● **Work request**:
From the entries below, output the line with "Query: shoreline" and each following line up to and including the line with "# each result a point per instance, shaped like [(557, 285)]", exactly as written.

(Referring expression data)
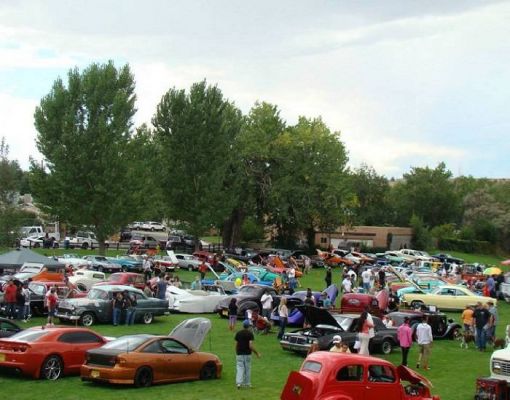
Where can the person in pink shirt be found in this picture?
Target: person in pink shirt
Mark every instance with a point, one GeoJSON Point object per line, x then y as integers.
{"type": "Point", "coordinates": [405, 339]}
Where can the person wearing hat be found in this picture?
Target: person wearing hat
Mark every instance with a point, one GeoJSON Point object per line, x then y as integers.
{"type": "Point", "coordinates": [244, 348]}
{"type": "Point", "coordinates": [338, 346]}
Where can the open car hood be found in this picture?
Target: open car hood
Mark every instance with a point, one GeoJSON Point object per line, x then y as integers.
{"type": "Point", "coordinates": [192, 332]}
{"type": "Point", "coordinates": [407, 374]}
{"type": "Point", "coordinates": [317, 316]}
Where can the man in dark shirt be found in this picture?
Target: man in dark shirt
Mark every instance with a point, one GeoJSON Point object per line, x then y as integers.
{"type": "Point", "coordinates": [244, 347]}
{"type": "Point", "coordinates": [481, 318]}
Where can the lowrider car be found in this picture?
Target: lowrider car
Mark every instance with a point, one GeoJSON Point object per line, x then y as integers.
{"type": "Point", "coordinates": [143, 360]}
{"type": "Point", "coordinates": [448, 297]}
{"type": "Point", "coordinates": [328, 375]}
{"type": "Point", "coordinates": [325, 325]}
{"type": "Point", "coordinates": [48, 352]}
{"type": "Point", "coordinates": [97, 306]}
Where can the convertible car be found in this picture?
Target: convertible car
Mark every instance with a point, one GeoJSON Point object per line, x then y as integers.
{"type": "Point", "coordinates": [448, 297]}
{"type": "Point", "coordinates": [142, 360]}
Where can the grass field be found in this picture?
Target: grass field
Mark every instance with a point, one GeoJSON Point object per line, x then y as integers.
{"type": "Point", "coordinates": [453, 370]}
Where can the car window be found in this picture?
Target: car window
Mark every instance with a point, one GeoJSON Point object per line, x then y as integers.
{"type": "Point", "coordinates": [380, 373]}
{"type": "Point", "coordinates": [350, 373]}
{"type": "Point", "coordinates": [79, 337]}
{"type": "Point", "coordinates": [172, 346]}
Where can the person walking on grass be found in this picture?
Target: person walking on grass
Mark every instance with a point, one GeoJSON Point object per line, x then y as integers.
{"type": "Point", "coordinates": [244, 348]}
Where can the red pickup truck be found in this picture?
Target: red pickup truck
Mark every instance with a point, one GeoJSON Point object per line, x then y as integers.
{"type": "Point", "coordinates": [327, 375]}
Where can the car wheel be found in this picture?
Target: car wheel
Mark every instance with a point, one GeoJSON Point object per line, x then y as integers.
{"type": "Point", "coordinates": [208, 371]}
{"type": "Point", "coordinates": [87, 319]}
{"type": "Point", "coordinates": [52, 368]}
{"type": "Point", "coordinates": [147, 318]}
{"type": "Point", "coordinates": [386, 347]}
{"type": "Point", "coordinates": [143, 377]}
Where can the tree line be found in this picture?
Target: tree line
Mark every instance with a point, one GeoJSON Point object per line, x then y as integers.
{"type": "Point", "coordinates": [207, 166]}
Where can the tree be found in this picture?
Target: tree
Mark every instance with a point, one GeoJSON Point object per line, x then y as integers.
{"type": "Point", "coordinates": [195, 134]}
{"type": "Point", "coordinates": [84, 129]}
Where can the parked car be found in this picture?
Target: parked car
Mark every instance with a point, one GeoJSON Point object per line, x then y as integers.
{"type": "Point", "coordinates": [85, 278]}
{"type": "Point", "coordinates": [125, 278]}
{"type": "Point", "coordinates": [143, 360]}
{"type": "Point", "coordinates": [325, 325]}
{"type": "Point", "coordinates": [248, 298]}
{"type": "Point", "coordinates": [8, 328]}
{"type": "Point", "coordinates": [97, 306]}
{"type": "Point", "coordinates": [328, 375]}
{"type": "Point", "coordinates": [447, 297]}
{"type": "Point", "coordinates": [48, 352]}
{"type": "Point", "coordinates": [102, 264]}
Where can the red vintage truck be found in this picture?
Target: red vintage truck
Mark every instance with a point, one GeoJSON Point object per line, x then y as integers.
{"type": "Point", "coordinates": [327, 375]}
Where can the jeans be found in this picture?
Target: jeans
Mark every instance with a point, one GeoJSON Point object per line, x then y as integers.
{"type": "Point", "coordinates": [116, 315]}
{"type": "Point", "coordinates": [130, 316]}
{"type": "Point", "coordinates": [243, 370]}
{"type": "Point", "coordinates": [481, 338]}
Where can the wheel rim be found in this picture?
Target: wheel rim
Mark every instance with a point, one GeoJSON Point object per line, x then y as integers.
{"type": "Point", "coordinates": [52, 369]}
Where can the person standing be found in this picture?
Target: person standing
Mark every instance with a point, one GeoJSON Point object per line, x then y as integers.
{"type": "Point", "coordinates": [267, 304]}
{"type": "Point", "coordinates": [405, 339]}
{"type": "Point", "coordinates": [244, 348]}
{"type": "Point", "coordinates": [283, 313]}
{"type": "Point", "coordinates": [424, 339]}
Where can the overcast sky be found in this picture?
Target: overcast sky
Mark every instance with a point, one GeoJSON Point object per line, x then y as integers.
{"type": "Point", "coordinates": [407, 83]}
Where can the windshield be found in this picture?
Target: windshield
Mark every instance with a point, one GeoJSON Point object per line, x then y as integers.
{"type": "Point", "coordinates": [28, 336]}
{"type": "Point", "coordinates": [97, 294]}
{"type": "Point", "coordinates": [128, 343]}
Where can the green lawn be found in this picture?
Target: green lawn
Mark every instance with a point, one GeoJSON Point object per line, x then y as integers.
{"type": "Point", "coordinates": [453, 370]}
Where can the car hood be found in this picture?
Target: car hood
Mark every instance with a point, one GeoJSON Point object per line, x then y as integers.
{"type": "Point", "coordinates": [317, 316]}
{"type": "Point", "coordinates": [409, 375]}
{"type": "Point", "coordinates": [192, 332]}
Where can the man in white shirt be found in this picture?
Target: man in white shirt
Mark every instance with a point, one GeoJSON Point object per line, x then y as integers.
{"type": "Point", "coordinates": [424, 339]}
{"type": "Point", "coordinates": [267, 305]}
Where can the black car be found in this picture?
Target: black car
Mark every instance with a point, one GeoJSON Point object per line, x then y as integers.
{"type": "Point", "coordinates": [248, 298]}
{"type": "Point", "coordinates": [325, 325]}
{"type": "Point", "coordinates": [8, 328]}
{"type": "Point", "coordinates": [442, 327]}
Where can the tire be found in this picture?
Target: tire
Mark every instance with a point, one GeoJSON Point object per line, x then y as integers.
{"type": "Point", "coordinates": [208, 371]}
{"type": "Point", "coordinates": [143, 377]}
{"type": "Point", "coordinates": [386, 346]}
{"type": "Point", "coordinates": [87, 319]}
{"type": "Point", "coordinates": [147, 318]}
{"type": "Point", "coordinates": [52, 368]}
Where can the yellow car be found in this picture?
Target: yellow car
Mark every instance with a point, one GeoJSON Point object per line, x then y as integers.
{"type": "Point", "coordinates": [449, 297]}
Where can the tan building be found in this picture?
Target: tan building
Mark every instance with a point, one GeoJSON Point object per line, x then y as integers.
{"type": "Point", "coordinates": [391, 237]}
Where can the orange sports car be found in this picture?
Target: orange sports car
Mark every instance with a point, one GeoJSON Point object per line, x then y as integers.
{"type": "Point", "coordinates": [142, 360]}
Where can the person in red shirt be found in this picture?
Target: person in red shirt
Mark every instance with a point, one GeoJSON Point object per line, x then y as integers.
{"type": "Point", "coordinates": [10, 299]}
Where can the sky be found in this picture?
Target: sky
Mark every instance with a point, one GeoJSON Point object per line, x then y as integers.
{"type": "Point", "coordinates": [406, 83]}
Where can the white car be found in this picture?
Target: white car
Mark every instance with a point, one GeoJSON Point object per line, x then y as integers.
{"type": "Point", "coordinates": [85, 278]}
{"type": "Point", "coordinates": [194, 301]}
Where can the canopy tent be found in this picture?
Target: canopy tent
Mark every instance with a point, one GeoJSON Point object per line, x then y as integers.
{"type": "Point", "coordinates": [16, 258]}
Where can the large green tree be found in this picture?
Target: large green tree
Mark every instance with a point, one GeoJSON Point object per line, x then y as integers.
{"type": "Point", "coordinates": [84, 129]}
{"type": "Point", "coordinates": [195, 133]}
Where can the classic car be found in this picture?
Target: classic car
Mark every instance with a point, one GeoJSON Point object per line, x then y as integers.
{"type": "Point", "coordinates": [48, 352]}
{"type": "Point", "coordinates": [8, 328]}
{"type": "Point", "coordinates": [296, 317]}
{"type": "Point", "coordinates": [102, 264]}
{"type": "Point", "coordinates": [448, 297]}
{"type": "Point", "coordinates": [248, 298]}
{"type": "Point", "coordinates": [325, 325]}
{"type": "Point", "coordinates": [83, 279]}
{"type": "Point", "coordinates": [97, 306]}
{"type": "Point", "coordinates": [143, 360]}
{"type": "Point", "coordinates": [328, 375]}
{"type": "Point", "coordinates": [442, 326]}
{"type": "Point", "coordinates": [195, 301]}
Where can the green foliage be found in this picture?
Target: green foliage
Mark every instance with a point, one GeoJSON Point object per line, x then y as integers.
{"type": "Point", "coordinates": [84, 129]}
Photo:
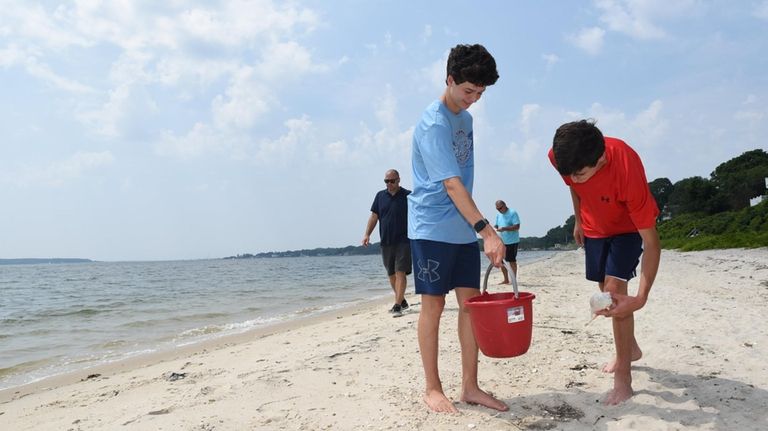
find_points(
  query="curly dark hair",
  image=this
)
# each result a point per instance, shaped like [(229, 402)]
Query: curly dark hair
[(577, 145), (472, 63)]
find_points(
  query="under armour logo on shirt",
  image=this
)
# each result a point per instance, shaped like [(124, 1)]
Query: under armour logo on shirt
[(430, 270)]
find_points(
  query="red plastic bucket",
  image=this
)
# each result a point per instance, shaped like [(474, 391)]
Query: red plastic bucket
[(502, 323)]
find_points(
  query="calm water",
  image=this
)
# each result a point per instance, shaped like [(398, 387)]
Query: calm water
[(65, 317)]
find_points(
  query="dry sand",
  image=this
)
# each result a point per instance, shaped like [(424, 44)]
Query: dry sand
[(703, 333)]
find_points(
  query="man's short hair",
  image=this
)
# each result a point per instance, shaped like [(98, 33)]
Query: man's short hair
[(577, 145), (472, 63)]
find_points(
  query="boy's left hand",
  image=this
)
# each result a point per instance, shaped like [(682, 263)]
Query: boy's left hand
[(623, 306)]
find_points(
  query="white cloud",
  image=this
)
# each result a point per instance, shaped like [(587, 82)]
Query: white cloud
[(244, 101), (426, 33), (433, 76), (761, 10), (525, 154), (281, 150), (58, 173), (639, 18), (589, 39), (551, 60), (200, 140), (527, 115), (285, 61), (13, 55), (648, 128)]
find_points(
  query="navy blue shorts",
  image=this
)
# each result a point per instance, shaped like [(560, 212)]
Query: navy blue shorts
[(397, 258), (439, 267), (511, 252), (616, 256)]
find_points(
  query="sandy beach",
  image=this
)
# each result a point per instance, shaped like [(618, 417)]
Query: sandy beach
[(703, 334)]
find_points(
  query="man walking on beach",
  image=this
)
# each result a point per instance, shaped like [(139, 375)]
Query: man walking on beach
[(616, 223), (443, 221), (508, 226), (390, 207)]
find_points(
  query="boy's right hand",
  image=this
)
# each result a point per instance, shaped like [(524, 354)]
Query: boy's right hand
[(494, 248), (578, 234)]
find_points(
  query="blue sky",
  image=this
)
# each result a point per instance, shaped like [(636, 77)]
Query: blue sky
[(140, 130)]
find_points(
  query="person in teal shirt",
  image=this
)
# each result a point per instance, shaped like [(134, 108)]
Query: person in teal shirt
[(508, 226)]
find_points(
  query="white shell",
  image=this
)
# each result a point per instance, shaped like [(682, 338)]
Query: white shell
[(600, 301)]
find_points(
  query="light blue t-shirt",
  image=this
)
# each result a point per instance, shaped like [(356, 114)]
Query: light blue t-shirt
[(509, 218), (442, 148)]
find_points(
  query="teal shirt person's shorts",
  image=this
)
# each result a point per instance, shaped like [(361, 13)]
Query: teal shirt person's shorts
[(616, 256), (439, 267)]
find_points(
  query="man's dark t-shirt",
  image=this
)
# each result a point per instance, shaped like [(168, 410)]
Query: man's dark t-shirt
[(393, 216)]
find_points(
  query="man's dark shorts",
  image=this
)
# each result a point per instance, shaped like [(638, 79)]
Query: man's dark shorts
[(511, 254), (616, 256), (397, 258), (440, 267)]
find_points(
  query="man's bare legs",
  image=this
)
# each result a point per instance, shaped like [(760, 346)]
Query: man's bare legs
[(429, 328), (627, 349), (470, 391), (398, 282)]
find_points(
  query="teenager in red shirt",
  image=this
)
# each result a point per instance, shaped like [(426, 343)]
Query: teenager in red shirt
[(616, 223)]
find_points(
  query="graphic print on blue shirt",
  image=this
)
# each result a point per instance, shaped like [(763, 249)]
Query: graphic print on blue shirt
[(462, 147), (443, 148)]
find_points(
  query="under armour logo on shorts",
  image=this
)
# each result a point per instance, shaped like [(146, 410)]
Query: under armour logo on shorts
[(430, 270)]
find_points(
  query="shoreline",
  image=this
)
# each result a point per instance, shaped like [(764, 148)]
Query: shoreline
[(703, 366), (171, 353)]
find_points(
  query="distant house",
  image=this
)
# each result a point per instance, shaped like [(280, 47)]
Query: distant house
[(756, 200)]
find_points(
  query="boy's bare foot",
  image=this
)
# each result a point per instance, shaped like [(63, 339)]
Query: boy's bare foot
[(611, 366), (484, 399), (438, 402)]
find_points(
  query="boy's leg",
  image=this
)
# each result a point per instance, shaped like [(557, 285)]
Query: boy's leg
[(610, 367), (428, 330), (612, 262), (627, 349), (470, 391), (432, 264)]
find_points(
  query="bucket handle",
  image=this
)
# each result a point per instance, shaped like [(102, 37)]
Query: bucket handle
[(511, 274)]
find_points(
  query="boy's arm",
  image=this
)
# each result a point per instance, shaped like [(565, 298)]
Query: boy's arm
[(369, 228), (650, 261), (492, 245), (578, 232)]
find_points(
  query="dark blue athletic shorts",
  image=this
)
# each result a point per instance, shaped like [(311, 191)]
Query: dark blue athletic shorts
[(397, 258), (616, 256), (439, 267)]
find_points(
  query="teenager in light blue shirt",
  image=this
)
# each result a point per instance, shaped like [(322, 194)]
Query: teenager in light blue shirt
[(443, 221)]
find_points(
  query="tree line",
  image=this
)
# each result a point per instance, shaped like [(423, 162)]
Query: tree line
[(699, 213)]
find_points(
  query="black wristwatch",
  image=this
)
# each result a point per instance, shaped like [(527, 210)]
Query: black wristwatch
[(481, 225)]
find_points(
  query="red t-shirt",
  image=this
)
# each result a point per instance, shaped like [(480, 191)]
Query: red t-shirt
[(616, 199)]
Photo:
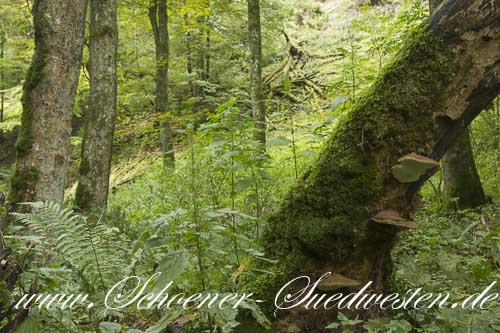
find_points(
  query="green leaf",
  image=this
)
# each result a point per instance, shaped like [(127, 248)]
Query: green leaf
[(29, 325), (109, 327), (333, 325), (278, 141), (170, 267)]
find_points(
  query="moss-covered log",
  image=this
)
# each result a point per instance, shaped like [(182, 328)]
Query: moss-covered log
[(452, 64), (462, 185), (43, 145)]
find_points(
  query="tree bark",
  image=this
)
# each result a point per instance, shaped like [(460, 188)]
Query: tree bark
[(447, 72), (433, 5), (461, 183), (461, 180), (256, 92), (95, 165), (43, 146), (3, 40), (158, 17)]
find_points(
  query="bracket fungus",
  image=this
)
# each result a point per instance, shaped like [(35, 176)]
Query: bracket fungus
[(411, 167), (337, 281), (391, 217)]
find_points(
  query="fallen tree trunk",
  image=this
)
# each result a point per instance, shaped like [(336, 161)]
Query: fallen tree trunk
[(380, 153)]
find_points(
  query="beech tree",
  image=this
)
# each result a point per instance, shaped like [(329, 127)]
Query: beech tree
[(95, 164), (344, 214), (43, 146), (255, 45), (158, 17)]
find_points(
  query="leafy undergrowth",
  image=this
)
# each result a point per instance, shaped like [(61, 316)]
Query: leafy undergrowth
[(456, 252)]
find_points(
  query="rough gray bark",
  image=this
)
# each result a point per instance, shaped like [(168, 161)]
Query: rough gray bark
[(158, 17), (43, 146), (95, 165), (331, 221), (2, 76), (256, 92), (461, 180)]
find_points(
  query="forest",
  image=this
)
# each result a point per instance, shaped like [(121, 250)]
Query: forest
[(190, 166)]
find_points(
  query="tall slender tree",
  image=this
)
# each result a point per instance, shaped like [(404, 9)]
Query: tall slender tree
[(158, 16), (95, 165), (3, 40), (256, 91), (44, 146), (461, 182)]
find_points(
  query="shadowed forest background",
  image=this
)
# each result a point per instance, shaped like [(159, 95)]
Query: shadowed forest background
[(231, 144)]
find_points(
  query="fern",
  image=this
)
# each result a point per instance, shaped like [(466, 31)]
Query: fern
[(97, 253)]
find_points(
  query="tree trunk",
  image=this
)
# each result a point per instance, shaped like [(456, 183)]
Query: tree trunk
[(95, 165), (2, 77), (158, 16), (341, 217), (461, 180), (255, 44), (433, 5), (44, 146)]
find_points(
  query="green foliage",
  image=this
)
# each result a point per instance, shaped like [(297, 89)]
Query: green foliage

● **Output for this task**:
Query: shoreline
[(703, 366), (171, 353)]
find_points(
  query="distant house",
  image=this
)
# each result a point per instance, shaped like [(280, 47)]
Query: distant house
[(756, 200)]
find_points(
  query="boy's bare foot",
  image=this
)
# each result a point per instance, shaped like [(63, 339)]
Query: boy's bare foot
[(611, 366), (484, 399), (438, 402)]
find_points(
  query="boy's leg",
  image=this
)
# each result a point per instance, shaped like [(557, 285)]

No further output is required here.